▶ **STATED GOAL**
Render all of the data below as a JSON list of strings with one string per line, skipping blank lines. Omit the pictures.

═══ INFORMATION SHOWN

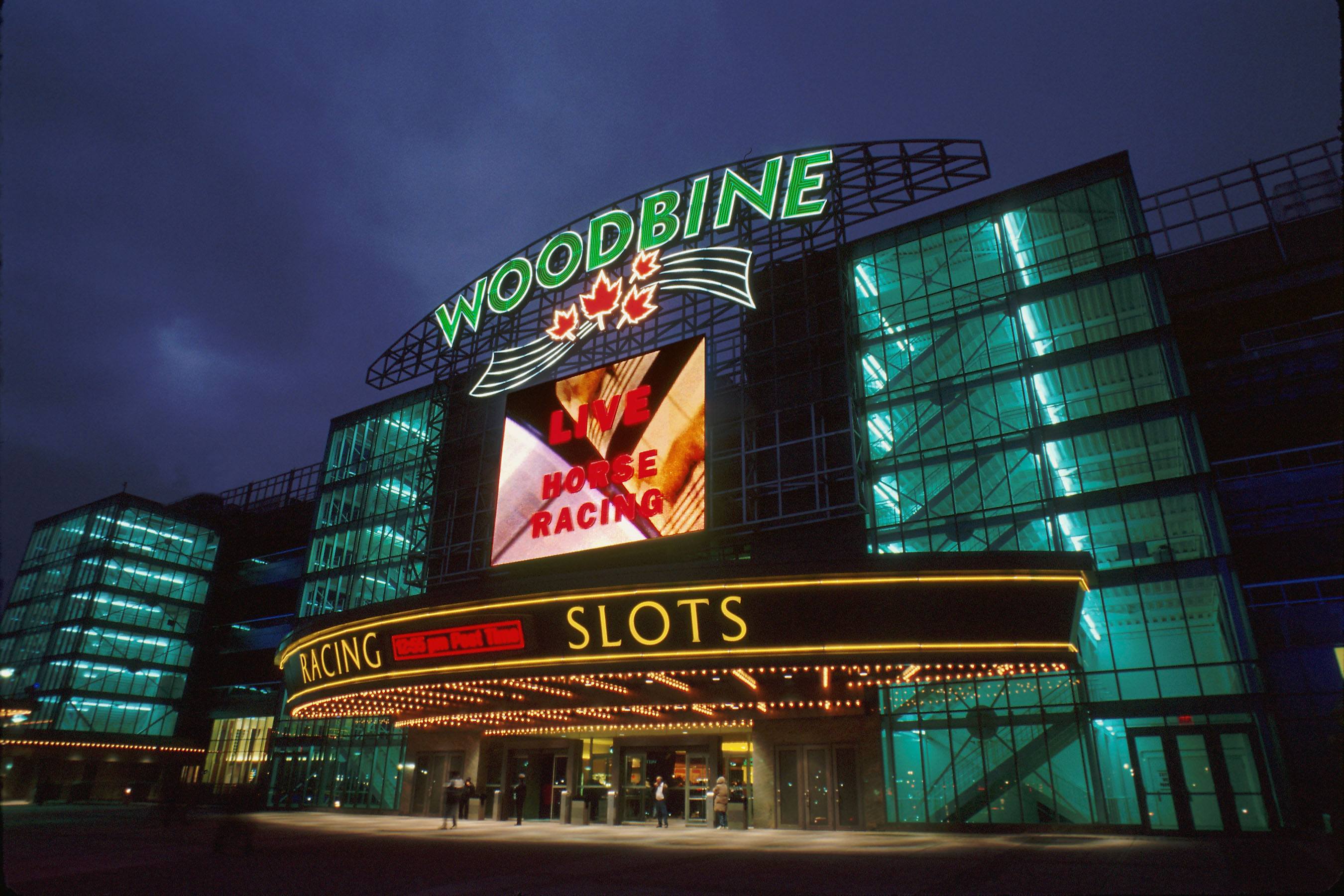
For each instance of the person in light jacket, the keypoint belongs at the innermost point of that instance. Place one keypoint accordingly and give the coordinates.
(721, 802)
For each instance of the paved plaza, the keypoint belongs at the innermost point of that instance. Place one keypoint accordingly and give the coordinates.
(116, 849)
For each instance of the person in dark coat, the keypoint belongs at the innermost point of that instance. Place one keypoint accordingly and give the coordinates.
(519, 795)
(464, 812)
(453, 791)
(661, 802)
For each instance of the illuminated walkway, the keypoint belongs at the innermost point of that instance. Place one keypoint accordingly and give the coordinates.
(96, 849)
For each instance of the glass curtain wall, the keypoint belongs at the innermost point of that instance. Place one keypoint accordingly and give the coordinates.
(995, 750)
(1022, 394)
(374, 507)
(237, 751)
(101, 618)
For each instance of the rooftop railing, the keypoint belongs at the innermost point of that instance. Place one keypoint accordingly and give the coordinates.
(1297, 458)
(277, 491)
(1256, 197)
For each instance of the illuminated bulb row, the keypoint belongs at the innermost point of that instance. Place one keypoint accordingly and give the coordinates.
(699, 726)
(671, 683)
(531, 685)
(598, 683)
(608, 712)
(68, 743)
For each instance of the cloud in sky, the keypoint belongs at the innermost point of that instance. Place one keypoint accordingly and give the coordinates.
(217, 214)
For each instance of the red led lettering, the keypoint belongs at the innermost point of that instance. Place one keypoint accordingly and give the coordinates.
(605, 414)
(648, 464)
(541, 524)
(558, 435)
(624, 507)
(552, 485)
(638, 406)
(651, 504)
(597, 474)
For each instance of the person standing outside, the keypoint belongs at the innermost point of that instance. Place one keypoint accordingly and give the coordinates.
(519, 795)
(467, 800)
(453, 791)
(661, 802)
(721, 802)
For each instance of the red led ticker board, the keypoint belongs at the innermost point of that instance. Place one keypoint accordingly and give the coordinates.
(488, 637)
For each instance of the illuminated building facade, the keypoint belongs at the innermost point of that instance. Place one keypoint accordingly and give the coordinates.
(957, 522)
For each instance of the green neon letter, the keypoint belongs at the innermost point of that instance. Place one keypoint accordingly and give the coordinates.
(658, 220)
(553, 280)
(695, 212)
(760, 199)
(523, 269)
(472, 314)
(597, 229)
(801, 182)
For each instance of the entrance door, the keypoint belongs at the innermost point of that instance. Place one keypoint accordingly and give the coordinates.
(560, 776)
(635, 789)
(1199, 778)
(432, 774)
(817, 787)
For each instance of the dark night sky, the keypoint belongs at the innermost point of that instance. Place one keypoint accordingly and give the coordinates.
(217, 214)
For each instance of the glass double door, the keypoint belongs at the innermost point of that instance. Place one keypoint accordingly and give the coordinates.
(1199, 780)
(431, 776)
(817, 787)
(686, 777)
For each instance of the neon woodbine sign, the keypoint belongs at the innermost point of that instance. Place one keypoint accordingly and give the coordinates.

══════

▶ **EXERCISE OUTPUT**
[
  "For each instance of the person in light jacket, the keypoint belongs at the innermost point of that instance. Place one keypoint accordingly and give the coordinates.",
  "(721, 802)",
  "For each instance of the paved plaza, the keypoint belongs at the innermost point of that instance. Place one keypoint accordingly and give the coordinates.",
  "(116, 849)",
  "For each instance of the person in dark coat, the keypoint belongs at the innermost point of that instance. Place one keypoint accordingly and give the coordinates.",
  "(519, 795)",
  "(464, 812)",
  "(453, 791)",
  "(661, 802)",
  "For each instance of the illuminated walkway, the keypoint belongs at the innermost point of that instance. Place one keypoint accordingly and give the coordinates.",
  "(96, 849)",
  "For each instance of the glass curtain wall, the keypoint belongs at the innermost point of that instance. Place one keypoint accordingly and give the coordinates.",
  "(995, 750)",
  "(1022, 394)",
  "(374, 507)",
  "(237, 751)",
  "(101, 618)",
  "For each instance of the rooftop railing, the keypoint belongs at the innermost point of that instance. Place one keypoint accordingly and give the coordinates.",
  "(1297, 458)",
  "(277, 491)",
  "(1256, 197)",
  "For each instance of the illuminated bulb row, the keypoint belongs at the innermost point of that instance. Place one keypoint accordingly and give the coordinates.",
  "(699, 726)",
  "(671, 683)",
  "(531, 685)",
  "(598, 683)",
  "(608, 712)",
  "(68, 743)",
  "For each instance of the cloud in sky, the keypoint belongs at the innermost point of that instance. Place one keypoint accordingly and give the coordinates.",
  "(217, 214)",
  "For each instance of the red led lettering, the keypoint belongs at the innermost point of that instance. Place one keypoint accordingly and give the coordinates.",
  "(605, 414)",
  "(648, 464)",
  "(541, 524)",
  "(558, 435)",
  "(624, 507)",
  "(552, 485)",
  "(638, 406)",
  "(651, 504)",
  "(597, 474)",
  "For each instance of the person standing outside, the keypoint belongs at the innermost point of that instance. Place one keypoint accordingly and give the coordinates.",
  "(519, 795)",
  "(467, 800)",
  "(453, 791)",
  "(661, 802)",
  "(721, 802)",
  "For each instance of the red led ticker board, the keypoint belongs at the innermost point of that instance. Place one keypoint accordingly and give the coordinates.",
  "(488, 637)",
  "For each instance of the illuminated building facade, the keypoint belongs at the innermost point of that instance. Place one keypoint accordingly and give the coordinates.",
  "(957, 522)",
  "For each instance of the green neon letter, the keypoint belongs at the innermost point of that instance. Place one keypoint accordingly and give the coordinates.",
  "(658, 220)",
  "(553, 280)",
  "(695, 212)",
  "(760, 199)",
  "(523, 269)",
  "(472, 314)",
  "(597, 229)",
  "(801, 182)",
  "For each instance of the entrance door, the keypoint belongs at the innermost point of that instance. Place one keypoint accordingly and give the coordinates.",
  "(560, 776)",
  "(635, 789)",
  "(1199, 778)",
  "(432, 774)",
  "(817, 787)",
  "For each instance of the dark night sky, the keypoint belongs at the innermost point of that instance. Place one keypoint accordingly and give the coordinates.",
  "(217, 214)",
  "For each instance of the glass double door, the keypoint belongs at the innermost point of that instance. Place one keypoint accordingly and give the coordinates.",
  "(1199, 780)",
  "(431, 776)",
  "(817, 787)",
  "(686, 777)",
  "For each instance of the neon woodbine sign, the keypoint belongs at the innermost point of that instance. Place one keypoint accordingly and give the coordinates."
]